## Takenlijst
(a) Bewerk het fragment over de Bridgertons: geef het deel dat opent met de woorden "We moeten het" en sluit met "anderen kleurrijke mensen." opnieuw, met "bijzondere" vervangen door "opmerkelijke".
(b) Vertaal de zin "Maar niemand weet wie Lady Whistledown is." uit het fragment over de Bridgertons naar het Engels.

## Geselecteerd fragment
• • •

Pas dan op voor Lady Whistledown. Zij pent een roddelblad vol over alle ontwikkelingen in de ton. Ze hoort alles, kent iedereen, weet elk detail. Natuurlijk ook dat van Marina. Maar niemand weet wie Lady Whistledown is.

De uitgelaten stemmen van Gregory en Hyacinth, de twee jongste Bridgertons, doen me soms denken aan The Sound of Music. Of zou het de stem van Julie Andrews (85) zijn? Zij leest de teksten van Lady Whistledown voor. Eloise, een paar jaar jonger dan Daphne en de boekenwurm van de familie, is vastbesloten haar identiteit te ontdekken. Samen met haar vriendin Pen. Een weduwe of iemand van het personeel? Nee, die hebben het zo druk, dat lukt nooit. De modiste dan, de Franse couturière, die alle jurken voor de ladies maakt? We ontdekken het in de laatste aflevering van het seizoen.  

Ariana Grande

We moeten het even hebben over de bijzondere casting, een toppunt van diversiteit. De zwarte acteurs zijn hier te vinden in de top van de society. Of dat historisch wel klopt, is helemaal niet relevant. En, bedenk ik me, als vijfhonderd jaar geleden de slavenhandel niet begonnen was – waarvoor we echt steeds opnieuw excuses moeten maken – had de society er misschien wel zo uitgezien. Met de duke, lady Danbury, queen Charlotte (vrouw van George III) en al die anderen kleurrijke mensen.

• • •

## Opgeslagen gegevens
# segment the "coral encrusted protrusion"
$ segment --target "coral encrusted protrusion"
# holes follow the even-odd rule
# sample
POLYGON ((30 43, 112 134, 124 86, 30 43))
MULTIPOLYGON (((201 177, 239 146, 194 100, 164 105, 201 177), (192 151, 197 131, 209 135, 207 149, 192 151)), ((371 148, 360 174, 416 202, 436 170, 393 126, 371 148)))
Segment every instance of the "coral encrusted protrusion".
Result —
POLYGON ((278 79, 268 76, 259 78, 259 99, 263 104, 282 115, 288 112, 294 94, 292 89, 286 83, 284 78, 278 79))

• • •

## Antwoorden
(a)
We moeten het even hebben over de opmerkelijke casting, een toppunt van diversiteit. De zwarte acteurs zijn hier te vinden in de top van de society. Of dat historisch wel klopt, is helemaal niet relevant. En, bedenk ik me, als vijfhonderd jaar geleden de slavenhandel niet begonnen was – waarvoor we echt steeds opnieuw excuses moeten maken – had de society er misschien wel zo uitgezien. Met de duke, lady Danbury, queen Charlotte (vrouw van George III) en al die anderen kleurrijke mensen.

(b) But nobody knows who Lady Whistledown is.